— Task brief —
Reproduce every line of the listing below verbatim, changing nothing.

_____

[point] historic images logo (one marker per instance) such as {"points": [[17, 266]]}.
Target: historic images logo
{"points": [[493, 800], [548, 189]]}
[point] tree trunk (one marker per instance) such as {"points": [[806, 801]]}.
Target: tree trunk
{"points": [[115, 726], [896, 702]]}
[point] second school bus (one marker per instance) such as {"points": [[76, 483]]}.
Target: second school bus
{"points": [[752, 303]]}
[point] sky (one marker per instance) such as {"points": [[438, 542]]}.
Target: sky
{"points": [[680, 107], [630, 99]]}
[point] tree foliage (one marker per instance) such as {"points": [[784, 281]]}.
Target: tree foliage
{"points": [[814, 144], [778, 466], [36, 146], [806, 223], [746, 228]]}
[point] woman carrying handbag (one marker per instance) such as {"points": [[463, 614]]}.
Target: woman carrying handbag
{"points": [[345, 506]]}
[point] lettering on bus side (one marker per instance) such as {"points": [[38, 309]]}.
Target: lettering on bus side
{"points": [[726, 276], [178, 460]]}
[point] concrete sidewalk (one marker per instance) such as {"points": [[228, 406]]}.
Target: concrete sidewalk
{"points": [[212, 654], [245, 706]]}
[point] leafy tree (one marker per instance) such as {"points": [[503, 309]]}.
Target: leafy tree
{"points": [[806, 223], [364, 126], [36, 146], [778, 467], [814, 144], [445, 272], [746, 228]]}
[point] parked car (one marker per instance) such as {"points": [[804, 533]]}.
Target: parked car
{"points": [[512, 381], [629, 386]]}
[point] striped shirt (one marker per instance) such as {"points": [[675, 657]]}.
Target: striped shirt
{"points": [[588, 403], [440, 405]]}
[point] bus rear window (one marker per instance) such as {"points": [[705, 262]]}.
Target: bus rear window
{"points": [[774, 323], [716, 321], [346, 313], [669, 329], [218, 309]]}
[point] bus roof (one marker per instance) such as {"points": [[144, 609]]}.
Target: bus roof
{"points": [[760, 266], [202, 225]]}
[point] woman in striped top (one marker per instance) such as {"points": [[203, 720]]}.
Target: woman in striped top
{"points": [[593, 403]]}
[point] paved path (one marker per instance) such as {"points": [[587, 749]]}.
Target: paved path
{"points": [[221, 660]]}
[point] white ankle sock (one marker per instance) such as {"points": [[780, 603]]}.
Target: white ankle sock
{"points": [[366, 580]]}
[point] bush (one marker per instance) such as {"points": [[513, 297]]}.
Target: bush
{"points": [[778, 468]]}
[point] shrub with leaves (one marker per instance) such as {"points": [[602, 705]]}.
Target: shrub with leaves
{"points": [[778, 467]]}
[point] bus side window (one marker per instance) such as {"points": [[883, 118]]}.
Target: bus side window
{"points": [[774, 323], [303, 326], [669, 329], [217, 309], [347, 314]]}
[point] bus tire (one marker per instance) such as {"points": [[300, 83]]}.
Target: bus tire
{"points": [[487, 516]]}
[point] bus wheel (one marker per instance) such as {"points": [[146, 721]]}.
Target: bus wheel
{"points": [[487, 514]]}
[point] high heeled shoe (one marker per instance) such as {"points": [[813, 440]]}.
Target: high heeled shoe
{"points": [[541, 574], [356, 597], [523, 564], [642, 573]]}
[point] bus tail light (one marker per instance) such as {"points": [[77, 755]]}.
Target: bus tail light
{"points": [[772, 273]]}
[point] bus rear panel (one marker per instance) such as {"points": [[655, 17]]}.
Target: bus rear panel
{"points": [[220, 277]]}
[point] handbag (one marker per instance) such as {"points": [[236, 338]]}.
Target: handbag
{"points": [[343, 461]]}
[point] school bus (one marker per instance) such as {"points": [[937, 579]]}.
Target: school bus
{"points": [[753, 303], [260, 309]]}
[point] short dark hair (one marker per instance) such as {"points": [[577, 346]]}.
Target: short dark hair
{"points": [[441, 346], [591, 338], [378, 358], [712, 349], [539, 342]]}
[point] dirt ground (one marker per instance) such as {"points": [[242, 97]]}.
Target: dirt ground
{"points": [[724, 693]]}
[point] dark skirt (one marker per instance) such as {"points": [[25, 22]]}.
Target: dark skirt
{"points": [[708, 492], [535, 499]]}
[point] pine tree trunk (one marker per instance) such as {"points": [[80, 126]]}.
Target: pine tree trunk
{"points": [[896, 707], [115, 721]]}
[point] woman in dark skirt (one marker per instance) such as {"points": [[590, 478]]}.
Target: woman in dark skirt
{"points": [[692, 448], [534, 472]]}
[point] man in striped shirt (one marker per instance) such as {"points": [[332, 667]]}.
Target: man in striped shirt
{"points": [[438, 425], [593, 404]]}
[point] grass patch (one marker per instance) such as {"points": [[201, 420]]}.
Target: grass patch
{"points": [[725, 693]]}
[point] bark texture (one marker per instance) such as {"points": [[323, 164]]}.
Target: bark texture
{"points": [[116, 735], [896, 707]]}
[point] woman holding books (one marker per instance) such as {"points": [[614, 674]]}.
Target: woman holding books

_____

— Exercise result —
[point] historic images logo (one marker per instance) such as {"points": [[17, 266]]}.
Target: historic images logo
{"points": [[493, 800], [548, 189]]}
[point] tree trunk (one marker per instance) such as {"points": [[806, 801]]}.
Target: tree trunk
{"points": [[115, 726], [896, 702]]}
[point] second school bus (one marker per instance) such as {"points": [[76, 483]]}.
Target: second school bus
{"points": [[752, 303]]}
[point] sky (one marker per instance) such as {"points": [[438, 542]]}.
Target: sky
{"points": [[680, 107], [630, 99]]}
[point] tree foliage (one marker per instance) such as {"points": [[784, 281]]}.
Target: tree foliage
{"points": [[814, 144], [778, 466], [36, 146], [806, 223], [746, 228]]}
[point] woman carrying handbag (one marker per instance) such as {"points": [[463, 614]]}.
Target: woman carrying handbag
{"points": [[345, 506]]}
[point] lettering on bus side (one marker per instance) such as {"points": [[38, 309]]}.
Target: lettering on bus side
{"points": [[726, 276], [178, 460]]}
[point] concrete sidewalk (one marker per instance) such as {"points": [[228, 406]]}.
Target: concrete sidewalk
{"points": [[212, 654], [245, 706]]}
[point] leafy tree (one marker per instance) such as {"points": [[503, 309]]}.
Target: leafy tree
{"points": [[806, 223], [364, 126], [36, 146], [778, 467], [814, 144], [445, 272], [746, 228]]}
[point] parked car (one marker per instance) such as {"points": [[804, 533]]}.
Target: parked car
{"points": [[512, 381], [629, 386]]}
[point] striped shirt (one marker per instance) such as {"points": [[675, 657]]}.
Target: striped shirt
{"points": [[588, 403], [440, 405]]}
[point] bus rear window (one marker per instance) such as {"points": [[705, 262]]}.
Target: bus rear window
{"points": [[774, 323], [716, 321], [346, 313], [669, 329], [218, 309]]}
[point] bus roof (one marker per instance) such as {"points": [[144, 609]]}.
Target: bus roof
{"points": [[760, 266], [202, 225]]}
[point] woman in striped top (one marker per instance) such as {"points": [[203, 720]]}.
Target: woman in striped top
{"points": [[593, 403]]}
[point] paved path (one marker per instance) such as {"points": [[587, 749]]}.
Target: paved path
{"points": [[221, 660]]}
[point] white ankle sock (one marker per instance) such as {"points": [[780, 603]]}.
Target: white ankle sock
{"points": [[366, 580]]}
[point] bush (one marker per instance) such as {"points": [[513, 297]]}.
Target: bush
{"points": [[778, 468]]}
[point] shrub with leaves (one marker per instance) such as {"points": [[602, 705]]}.
Target: shrub with leaves
{"points": [[778, 467]]}
[point] bus side window (one marker per instance) such as {"points": [[883, 118]]}.
Target: bus side window
{"points": [[774, 323], [303, 326], [669, 329], [217, 309], [347, 314]]}
[point] bus tire (one marker per instance) such as {"points": [[300, 83]]}.
Target: bus tire
{"points": [[487, 516]]}
[point] bus wheel (one marker per instance) such as {"points": [[146, 721]]}.
Target: bus wheel
{"points": [[487, 514]]}
[point] high heeled shoe (one marker per instance) such as {"points": [[813, 440]]}.
Target: high heeled shoe
{"points": [[541, 574], [356, 597], [523, 564], [642, 573]]}
[point] bus tail light (one marker per instance) such as {"points": [[77, 755]]}.
Target: bus tail light
{"points": [[772, 273]]}
[point] bus rear panel (one marker per instance) such as {"points": [[655, 17]]}.
Target: bus rear panel
{"points": [[220, 277]]}
[point] handbag (one marker per instance) such as {"points": [[236, 338]]}.
Target: handbag
{"points": [[343, 461]]}
[point] school bus (one marker per instance) such as {"points": [[937, 579]]}.
Target: school bus
{"points": [[753, 303], [260, 309]]}
[point] short dark hair (one marker per instance) such as {"points": [[577, 346]]}.
Target: short dark hair
{"points": [[441, 346], [591, 338], [378, 358], [712, 349], [539, 342]]}
[point] dirt ground (one marker per instance) such as {"points": [[242, 97]]}.
Target: dirt ground
{"points": [[724, 693]]}
[point] dark skirt (one marker per instance) such as {"points": [[25, 22]]}.
Target: dark skirt
{"points": [[708, 492], [535, 499]]}
[point] pine tree trunk (one marker per instance) such as {"points": [[80, 126]]}.
Target: pine tree trunk
{"points": [[896, 707], [115, 721]]}
[point] woman in dark skirt (one marker per instance) such as {"points": [[590, 478]]}.
Target: woman in dark skirt
{"points": [[692, 448], [534, 472]]}
[point] man in striped shirt (one marker per instance) such as {"points": [[332, 667]]}.
Target: man in striped shirt
{"points": [[438, 425], [593, 404]]}
[point] grass patch (one marker per instance) such as {"points": [[201, 420]]}.
Target: grass patch
{"points": [[725, 693]]}
[point] bark texture (one marker per instance) such as {"points": [[323, 164]]}.
Target: bark texture
{"points": [[116, 735], [896, 707]]}
[point] woman holding books (one marker per instance) such as {"points": [[614, 674]]}.
Target: woman holding books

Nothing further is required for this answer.